▶ _TASK DETAILS_: Copy word for word the lines below, starting at the line that contains "Point out the green" and running through the final line of the items.

▶ _EXTRACTED DATA_:
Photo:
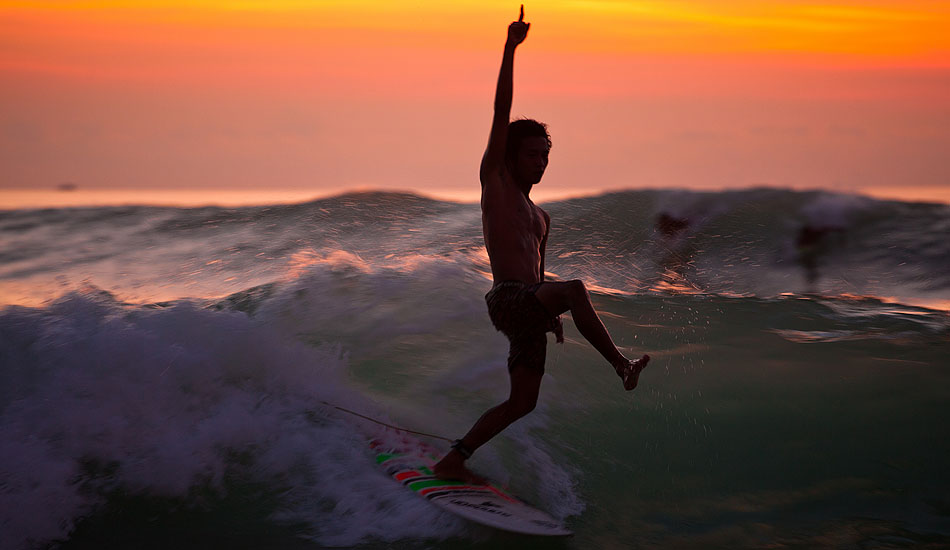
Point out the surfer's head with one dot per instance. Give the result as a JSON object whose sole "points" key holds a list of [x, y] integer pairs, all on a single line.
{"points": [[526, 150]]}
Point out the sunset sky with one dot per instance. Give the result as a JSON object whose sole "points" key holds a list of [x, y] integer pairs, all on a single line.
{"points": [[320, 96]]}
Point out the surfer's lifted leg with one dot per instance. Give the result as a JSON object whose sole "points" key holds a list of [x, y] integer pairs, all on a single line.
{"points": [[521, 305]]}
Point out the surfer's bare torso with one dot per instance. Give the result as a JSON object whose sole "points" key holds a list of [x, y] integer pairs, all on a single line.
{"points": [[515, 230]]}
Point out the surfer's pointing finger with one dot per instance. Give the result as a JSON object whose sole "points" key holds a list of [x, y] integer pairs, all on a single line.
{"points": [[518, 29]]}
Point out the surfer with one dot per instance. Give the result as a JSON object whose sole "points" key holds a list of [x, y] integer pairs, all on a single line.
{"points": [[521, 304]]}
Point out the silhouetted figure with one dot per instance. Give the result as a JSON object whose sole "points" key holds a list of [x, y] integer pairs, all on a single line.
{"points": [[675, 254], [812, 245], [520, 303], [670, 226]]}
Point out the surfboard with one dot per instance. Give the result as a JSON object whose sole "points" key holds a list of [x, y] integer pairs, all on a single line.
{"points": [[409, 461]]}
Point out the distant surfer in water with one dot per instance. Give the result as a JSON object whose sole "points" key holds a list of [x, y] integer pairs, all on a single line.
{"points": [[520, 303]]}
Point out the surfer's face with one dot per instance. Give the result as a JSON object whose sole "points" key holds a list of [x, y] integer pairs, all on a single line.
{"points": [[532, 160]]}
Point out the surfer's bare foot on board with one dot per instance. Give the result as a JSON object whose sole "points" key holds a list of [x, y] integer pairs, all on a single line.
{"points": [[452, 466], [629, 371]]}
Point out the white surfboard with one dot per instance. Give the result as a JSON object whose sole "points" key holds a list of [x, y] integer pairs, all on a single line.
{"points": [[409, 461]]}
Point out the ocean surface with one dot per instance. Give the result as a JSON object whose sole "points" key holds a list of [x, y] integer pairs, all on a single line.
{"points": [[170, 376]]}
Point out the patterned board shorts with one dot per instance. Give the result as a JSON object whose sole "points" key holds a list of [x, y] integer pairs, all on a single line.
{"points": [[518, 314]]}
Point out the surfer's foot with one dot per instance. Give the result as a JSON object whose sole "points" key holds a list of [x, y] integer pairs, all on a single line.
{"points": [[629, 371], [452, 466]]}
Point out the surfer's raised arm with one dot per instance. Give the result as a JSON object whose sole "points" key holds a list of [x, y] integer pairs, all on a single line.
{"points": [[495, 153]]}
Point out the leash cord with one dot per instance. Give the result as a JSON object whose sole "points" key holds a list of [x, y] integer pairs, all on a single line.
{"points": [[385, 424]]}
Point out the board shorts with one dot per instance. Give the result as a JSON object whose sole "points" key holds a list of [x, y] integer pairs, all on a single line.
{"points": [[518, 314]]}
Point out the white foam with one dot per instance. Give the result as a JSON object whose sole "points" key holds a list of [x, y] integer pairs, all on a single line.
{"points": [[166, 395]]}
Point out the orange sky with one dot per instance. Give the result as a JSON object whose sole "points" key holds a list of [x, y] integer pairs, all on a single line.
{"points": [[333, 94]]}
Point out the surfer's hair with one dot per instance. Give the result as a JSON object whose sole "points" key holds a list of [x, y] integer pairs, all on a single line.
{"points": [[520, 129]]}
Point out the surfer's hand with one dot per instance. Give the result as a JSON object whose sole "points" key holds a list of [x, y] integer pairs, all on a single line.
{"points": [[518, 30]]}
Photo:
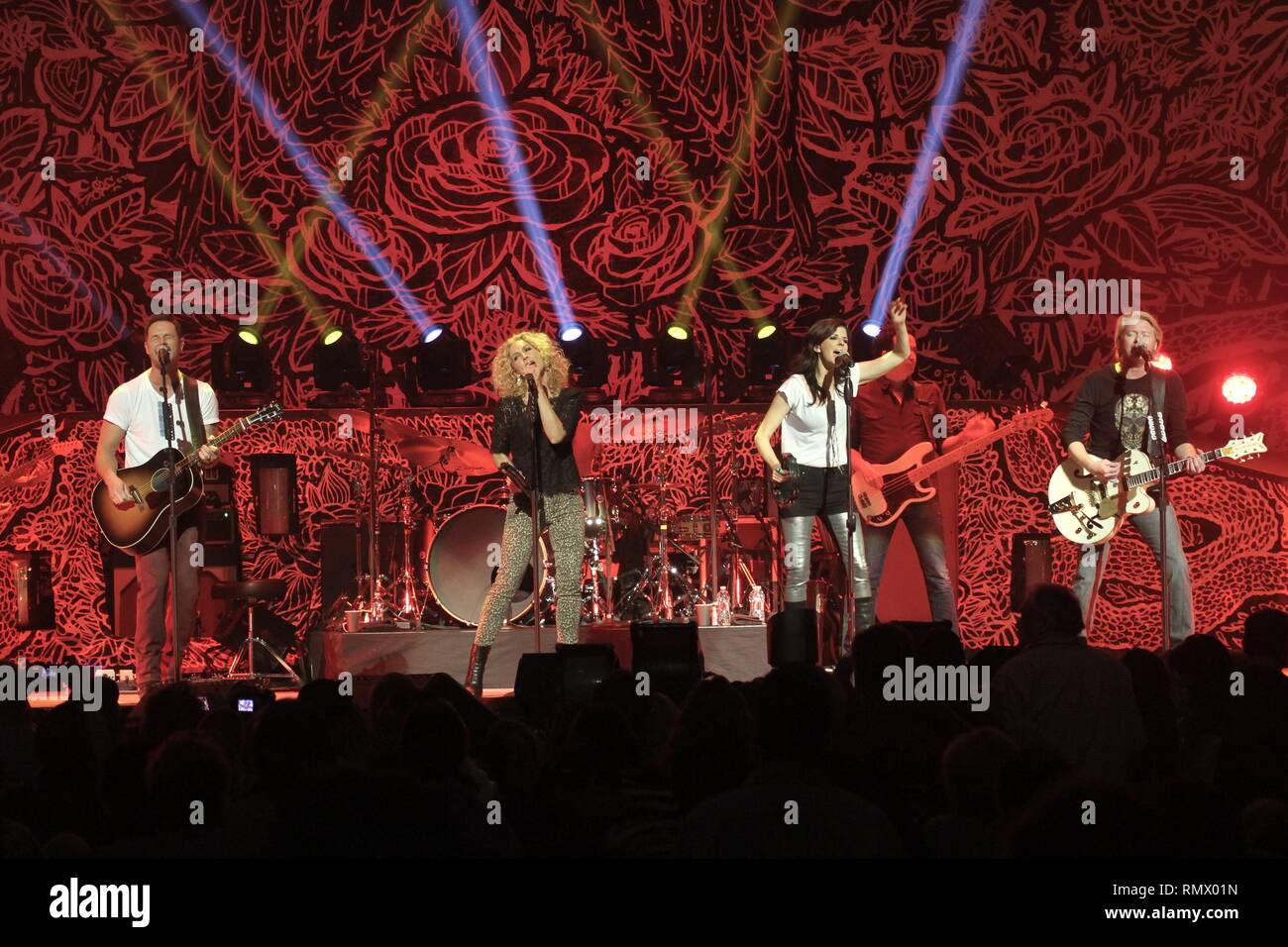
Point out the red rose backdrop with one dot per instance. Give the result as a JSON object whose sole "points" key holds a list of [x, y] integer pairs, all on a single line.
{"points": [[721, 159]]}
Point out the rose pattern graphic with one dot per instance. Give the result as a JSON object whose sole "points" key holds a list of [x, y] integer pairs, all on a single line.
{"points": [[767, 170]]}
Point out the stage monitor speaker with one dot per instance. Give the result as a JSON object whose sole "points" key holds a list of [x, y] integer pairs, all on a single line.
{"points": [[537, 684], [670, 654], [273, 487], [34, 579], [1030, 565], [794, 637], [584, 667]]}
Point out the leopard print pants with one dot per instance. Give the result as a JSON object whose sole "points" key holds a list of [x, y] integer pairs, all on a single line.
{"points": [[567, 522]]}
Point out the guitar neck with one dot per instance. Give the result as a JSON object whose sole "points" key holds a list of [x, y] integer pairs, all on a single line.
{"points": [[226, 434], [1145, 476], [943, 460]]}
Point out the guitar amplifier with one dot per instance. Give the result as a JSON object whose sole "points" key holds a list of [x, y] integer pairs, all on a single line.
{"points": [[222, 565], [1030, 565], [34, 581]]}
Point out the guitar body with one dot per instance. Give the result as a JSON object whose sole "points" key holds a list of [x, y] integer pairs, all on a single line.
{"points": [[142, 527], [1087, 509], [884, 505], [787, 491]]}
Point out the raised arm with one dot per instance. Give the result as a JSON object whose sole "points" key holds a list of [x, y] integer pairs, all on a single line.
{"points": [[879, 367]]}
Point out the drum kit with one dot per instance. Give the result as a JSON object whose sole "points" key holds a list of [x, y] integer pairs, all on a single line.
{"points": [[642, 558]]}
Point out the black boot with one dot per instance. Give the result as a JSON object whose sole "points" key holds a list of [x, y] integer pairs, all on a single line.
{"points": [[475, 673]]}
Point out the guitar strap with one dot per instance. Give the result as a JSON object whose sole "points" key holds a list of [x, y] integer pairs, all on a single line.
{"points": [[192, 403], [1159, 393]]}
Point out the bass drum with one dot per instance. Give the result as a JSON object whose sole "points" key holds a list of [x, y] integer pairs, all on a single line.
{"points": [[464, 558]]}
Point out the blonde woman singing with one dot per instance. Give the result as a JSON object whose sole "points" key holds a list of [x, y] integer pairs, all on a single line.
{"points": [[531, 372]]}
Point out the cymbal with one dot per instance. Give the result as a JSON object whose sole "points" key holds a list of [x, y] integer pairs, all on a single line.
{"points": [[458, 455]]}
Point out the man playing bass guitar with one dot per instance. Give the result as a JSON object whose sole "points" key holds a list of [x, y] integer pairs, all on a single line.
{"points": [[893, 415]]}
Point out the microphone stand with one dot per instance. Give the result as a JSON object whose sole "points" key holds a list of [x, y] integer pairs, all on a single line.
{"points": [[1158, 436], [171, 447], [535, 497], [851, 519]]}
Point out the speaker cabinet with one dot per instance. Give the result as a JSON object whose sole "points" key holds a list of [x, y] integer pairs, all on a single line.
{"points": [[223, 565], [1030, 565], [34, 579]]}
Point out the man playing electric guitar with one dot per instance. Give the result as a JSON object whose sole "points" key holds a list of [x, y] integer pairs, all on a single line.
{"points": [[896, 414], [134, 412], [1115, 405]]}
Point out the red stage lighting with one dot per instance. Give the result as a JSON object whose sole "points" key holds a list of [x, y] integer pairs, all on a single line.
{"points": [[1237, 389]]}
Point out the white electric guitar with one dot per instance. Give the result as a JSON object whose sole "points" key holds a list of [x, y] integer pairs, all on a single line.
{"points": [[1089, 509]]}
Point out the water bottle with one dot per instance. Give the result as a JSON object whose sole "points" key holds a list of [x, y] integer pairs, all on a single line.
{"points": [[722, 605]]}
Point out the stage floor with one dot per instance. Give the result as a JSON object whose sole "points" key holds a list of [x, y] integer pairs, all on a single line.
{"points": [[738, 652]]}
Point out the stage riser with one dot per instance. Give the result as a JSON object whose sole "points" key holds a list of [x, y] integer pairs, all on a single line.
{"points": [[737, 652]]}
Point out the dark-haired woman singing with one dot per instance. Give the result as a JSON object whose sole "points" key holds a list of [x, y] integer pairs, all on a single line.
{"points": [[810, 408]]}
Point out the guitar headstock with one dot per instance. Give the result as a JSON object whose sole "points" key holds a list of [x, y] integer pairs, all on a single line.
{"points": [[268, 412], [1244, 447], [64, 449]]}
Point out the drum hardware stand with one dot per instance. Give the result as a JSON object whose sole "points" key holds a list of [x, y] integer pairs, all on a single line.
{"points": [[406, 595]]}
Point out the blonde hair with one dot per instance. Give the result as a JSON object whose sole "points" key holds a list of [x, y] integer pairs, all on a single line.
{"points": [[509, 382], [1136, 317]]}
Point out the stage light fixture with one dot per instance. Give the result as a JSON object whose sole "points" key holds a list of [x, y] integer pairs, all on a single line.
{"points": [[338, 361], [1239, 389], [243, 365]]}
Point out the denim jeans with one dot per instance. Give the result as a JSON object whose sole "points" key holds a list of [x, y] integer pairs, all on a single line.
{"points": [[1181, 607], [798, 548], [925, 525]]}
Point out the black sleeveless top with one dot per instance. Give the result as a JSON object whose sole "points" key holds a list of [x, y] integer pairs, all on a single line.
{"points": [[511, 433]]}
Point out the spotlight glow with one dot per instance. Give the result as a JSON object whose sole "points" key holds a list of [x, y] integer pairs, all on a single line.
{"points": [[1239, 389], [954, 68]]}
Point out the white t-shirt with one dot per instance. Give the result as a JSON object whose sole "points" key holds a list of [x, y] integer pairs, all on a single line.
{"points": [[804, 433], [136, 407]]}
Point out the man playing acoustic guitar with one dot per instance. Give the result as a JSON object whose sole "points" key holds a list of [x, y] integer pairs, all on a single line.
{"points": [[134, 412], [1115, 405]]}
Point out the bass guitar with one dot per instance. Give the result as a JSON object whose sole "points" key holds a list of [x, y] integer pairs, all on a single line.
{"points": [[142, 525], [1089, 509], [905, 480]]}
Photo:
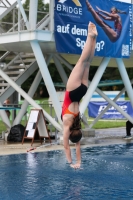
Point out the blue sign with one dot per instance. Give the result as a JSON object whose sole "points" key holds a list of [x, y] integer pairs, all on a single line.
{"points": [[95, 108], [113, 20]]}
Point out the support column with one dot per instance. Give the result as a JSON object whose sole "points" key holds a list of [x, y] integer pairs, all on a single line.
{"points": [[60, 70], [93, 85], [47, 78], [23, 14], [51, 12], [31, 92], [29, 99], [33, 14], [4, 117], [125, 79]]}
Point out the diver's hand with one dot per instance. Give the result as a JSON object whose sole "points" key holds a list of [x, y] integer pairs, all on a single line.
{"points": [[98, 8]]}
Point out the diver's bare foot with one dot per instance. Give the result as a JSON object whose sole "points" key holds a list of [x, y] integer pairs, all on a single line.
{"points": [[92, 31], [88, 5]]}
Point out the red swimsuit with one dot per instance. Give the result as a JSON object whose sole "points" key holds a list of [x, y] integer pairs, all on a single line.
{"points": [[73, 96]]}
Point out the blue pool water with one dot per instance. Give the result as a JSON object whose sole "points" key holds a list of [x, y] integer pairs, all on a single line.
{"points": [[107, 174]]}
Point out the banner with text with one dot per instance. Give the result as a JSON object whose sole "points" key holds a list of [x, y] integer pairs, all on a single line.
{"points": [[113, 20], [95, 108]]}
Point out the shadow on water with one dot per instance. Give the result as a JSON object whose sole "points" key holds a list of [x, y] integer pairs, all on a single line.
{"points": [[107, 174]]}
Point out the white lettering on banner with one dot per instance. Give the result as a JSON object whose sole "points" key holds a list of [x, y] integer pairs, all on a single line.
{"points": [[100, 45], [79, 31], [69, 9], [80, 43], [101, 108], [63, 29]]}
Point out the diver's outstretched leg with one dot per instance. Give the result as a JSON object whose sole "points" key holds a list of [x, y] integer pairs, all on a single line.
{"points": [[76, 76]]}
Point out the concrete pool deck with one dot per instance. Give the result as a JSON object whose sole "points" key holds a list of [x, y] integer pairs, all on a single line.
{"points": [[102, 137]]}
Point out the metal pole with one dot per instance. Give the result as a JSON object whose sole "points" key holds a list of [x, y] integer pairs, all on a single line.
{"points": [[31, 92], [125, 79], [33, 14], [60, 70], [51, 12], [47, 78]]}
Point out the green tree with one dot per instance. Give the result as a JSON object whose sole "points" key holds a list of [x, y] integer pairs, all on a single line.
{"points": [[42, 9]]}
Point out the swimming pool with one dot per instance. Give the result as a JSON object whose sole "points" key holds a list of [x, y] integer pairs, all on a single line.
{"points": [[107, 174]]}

▶ _EXPECTED ANSWER_:
Point out the green tree with one dot per instance. Give the result as a JSON object whose sole "points" key holds a list of [x, y] integer pairs, all on a single line.
{"points": [[42, 9]]}
Point out the swimming pool with one dot per instance. Give the result as a JSON object whose sole "points" key holds a list of [x, y] integer pairs, all on a single line.
{"points": [[107, 174]]}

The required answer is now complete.